- [Directions for this task]:
Please repeat, without alteration, the line containing "You are given a photograph. Locate the man's dark" and every line that follows it to the end of the entries below, and only those lines.

Collected data
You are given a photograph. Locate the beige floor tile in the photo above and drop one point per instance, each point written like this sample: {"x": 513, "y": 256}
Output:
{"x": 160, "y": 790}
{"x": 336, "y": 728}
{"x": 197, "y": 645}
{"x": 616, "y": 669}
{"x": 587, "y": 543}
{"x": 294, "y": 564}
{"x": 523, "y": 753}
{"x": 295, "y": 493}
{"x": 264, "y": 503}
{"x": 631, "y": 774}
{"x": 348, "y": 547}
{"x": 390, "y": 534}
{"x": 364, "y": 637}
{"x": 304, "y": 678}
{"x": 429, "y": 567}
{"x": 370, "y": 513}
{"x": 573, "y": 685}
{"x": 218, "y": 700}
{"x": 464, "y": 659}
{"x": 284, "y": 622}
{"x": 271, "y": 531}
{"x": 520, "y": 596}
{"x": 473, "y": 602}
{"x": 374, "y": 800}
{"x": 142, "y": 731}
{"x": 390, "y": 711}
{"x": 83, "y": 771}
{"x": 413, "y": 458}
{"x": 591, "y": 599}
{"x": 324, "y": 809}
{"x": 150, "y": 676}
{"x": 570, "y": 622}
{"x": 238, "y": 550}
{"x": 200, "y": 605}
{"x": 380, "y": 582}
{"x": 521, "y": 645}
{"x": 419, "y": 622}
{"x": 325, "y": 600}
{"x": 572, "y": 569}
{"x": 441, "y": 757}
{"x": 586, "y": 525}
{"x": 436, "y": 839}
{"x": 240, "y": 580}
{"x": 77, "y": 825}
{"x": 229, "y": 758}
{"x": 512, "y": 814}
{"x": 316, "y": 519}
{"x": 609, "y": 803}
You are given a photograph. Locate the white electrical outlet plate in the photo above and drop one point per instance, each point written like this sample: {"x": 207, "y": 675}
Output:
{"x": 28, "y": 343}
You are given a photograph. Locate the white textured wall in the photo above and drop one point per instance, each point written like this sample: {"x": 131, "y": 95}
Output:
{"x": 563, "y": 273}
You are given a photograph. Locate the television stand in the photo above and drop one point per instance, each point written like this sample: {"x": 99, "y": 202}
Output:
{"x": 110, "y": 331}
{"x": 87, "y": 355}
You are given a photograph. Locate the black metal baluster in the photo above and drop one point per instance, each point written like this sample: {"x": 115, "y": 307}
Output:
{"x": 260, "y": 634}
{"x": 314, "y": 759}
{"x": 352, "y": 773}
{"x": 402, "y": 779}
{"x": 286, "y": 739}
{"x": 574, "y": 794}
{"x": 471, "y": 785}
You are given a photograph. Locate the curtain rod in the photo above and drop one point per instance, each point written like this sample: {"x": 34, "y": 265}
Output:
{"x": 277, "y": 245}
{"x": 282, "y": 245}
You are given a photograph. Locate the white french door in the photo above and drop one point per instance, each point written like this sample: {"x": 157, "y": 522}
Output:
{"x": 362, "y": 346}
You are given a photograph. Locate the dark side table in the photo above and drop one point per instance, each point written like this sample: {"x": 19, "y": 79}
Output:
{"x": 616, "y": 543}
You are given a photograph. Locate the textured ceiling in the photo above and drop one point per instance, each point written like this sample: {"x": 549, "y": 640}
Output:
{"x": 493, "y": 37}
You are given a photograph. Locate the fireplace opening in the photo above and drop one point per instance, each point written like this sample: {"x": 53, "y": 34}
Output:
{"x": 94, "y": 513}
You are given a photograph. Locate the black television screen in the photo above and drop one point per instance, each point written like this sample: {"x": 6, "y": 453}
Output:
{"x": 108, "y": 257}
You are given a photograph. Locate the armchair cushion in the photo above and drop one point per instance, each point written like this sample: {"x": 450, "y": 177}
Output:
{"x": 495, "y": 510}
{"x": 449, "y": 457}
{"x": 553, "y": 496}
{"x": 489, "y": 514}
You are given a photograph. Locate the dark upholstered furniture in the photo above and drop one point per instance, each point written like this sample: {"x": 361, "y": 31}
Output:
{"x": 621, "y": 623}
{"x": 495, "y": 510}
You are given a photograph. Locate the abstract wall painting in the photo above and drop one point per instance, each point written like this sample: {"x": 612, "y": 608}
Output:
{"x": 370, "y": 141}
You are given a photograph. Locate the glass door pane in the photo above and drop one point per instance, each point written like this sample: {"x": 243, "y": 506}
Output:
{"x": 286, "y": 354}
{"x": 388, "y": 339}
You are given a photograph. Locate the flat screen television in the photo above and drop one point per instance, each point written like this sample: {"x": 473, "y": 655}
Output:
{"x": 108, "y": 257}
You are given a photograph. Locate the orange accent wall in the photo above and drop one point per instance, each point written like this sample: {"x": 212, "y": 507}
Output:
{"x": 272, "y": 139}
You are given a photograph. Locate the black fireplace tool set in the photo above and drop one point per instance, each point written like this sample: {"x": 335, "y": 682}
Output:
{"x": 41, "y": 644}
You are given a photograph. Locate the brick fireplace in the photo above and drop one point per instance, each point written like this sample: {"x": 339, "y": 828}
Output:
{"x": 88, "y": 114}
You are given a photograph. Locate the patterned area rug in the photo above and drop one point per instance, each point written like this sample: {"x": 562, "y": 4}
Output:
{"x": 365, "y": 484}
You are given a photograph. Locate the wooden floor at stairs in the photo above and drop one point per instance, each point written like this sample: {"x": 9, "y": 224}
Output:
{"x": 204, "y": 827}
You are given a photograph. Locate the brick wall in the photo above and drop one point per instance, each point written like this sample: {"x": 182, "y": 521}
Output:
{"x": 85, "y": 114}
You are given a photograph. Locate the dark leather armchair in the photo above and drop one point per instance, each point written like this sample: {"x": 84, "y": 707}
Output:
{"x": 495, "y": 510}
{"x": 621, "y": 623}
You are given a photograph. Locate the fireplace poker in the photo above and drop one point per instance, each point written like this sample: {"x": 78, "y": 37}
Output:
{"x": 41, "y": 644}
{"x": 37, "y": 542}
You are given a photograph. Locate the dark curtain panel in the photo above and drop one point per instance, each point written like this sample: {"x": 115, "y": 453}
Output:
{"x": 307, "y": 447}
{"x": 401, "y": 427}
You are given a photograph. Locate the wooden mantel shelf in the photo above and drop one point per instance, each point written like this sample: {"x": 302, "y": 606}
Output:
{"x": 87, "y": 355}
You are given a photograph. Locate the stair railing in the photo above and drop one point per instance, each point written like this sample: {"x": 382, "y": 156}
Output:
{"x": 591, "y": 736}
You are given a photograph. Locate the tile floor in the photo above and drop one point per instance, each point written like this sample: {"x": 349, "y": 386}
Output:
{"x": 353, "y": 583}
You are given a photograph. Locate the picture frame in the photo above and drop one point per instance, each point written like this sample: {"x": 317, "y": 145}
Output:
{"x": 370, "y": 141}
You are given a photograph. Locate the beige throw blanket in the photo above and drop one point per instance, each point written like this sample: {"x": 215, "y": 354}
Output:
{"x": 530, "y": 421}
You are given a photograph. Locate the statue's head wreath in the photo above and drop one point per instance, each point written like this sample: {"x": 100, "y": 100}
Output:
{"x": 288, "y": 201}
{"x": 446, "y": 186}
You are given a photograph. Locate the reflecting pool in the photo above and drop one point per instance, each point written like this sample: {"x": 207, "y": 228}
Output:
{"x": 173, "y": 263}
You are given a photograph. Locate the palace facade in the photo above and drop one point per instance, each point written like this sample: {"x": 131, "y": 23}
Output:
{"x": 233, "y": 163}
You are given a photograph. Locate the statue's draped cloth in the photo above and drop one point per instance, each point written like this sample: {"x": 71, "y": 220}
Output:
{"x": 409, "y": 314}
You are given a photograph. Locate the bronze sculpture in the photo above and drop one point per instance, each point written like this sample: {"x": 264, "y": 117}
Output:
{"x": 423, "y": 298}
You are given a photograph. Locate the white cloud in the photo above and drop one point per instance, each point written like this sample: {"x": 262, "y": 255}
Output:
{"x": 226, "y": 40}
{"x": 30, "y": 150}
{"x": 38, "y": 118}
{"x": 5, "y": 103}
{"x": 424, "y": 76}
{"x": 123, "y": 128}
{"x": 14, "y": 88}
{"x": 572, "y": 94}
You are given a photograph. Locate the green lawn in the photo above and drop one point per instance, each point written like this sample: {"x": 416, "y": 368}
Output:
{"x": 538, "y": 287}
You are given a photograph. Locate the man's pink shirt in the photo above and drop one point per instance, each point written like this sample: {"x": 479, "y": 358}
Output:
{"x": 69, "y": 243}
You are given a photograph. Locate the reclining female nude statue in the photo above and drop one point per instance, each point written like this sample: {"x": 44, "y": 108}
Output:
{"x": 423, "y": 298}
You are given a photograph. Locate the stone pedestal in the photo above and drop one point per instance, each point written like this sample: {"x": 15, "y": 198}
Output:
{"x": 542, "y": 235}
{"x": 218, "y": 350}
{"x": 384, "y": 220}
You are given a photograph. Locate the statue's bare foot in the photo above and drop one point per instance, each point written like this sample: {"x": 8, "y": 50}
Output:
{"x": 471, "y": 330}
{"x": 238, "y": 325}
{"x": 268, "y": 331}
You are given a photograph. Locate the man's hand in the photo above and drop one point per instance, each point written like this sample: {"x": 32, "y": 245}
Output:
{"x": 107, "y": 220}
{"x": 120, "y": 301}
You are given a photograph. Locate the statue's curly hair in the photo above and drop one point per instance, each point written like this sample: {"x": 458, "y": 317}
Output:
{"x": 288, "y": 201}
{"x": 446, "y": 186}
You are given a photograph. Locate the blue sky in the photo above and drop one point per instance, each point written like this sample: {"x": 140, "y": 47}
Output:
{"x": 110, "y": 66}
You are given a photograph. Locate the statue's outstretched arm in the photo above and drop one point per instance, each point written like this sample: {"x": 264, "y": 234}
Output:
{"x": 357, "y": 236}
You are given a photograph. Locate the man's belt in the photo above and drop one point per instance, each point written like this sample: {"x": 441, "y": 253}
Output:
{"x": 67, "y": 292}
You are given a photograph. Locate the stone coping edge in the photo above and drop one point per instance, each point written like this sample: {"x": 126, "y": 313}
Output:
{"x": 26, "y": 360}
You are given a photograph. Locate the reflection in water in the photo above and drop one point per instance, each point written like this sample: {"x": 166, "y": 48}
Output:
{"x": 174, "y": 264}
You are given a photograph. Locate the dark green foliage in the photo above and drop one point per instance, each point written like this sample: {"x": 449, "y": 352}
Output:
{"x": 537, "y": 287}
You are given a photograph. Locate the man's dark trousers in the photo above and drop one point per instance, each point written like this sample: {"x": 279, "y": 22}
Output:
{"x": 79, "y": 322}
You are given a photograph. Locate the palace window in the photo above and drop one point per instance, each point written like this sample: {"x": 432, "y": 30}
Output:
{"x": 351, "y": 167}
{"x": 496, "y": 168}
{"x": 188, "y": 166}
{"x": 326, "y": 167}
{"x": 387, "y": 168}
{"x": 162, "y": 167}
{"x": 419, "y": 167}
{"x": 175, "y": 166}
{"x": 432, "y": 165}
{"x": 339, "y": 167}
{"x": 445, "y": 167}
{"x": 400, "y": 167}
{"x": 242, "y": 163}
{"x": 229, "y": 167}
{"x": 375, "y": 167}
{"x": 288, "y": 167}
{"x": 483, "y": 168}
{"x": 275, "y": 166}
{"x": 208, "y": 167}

- [Finished task]:
You are given a photograph. Locate the man's dark trousers in the photo above and drop one point per instance, each point written like this sample: {"x": 279, "y": 22}
Output:
{"x": 79, "y": 322}
You are given a photograph. Locate the palace window in the photo above and drop one point per instance, each point written like this sample: {"x": 432, "y": 30}
Output:
{"x": 351, "y": 167}
{"x": 496, "y": 168}
{"x": 188, "y": 166}
{"x": 326, "y": 167}
{"x": 387, "y": 168}
{"x": 162, "y": 167}
{"x": 419, "y": 167}
{"x": 175, "y": 166}
{"x": 432, "y": 165}
{"x": 339, "y": 167}
{"x": 445, "y": 167}
{"x": 400, "y": 167}
{"x": 242, "y": 163}
{"x": 229, "y": 167}
{"x": 375, "y": 167}
{"x": 288, "y": 167}
{"x": 483, "y": 168}
{"x": 275, "y": 166}
{"x": 208, "y": 167}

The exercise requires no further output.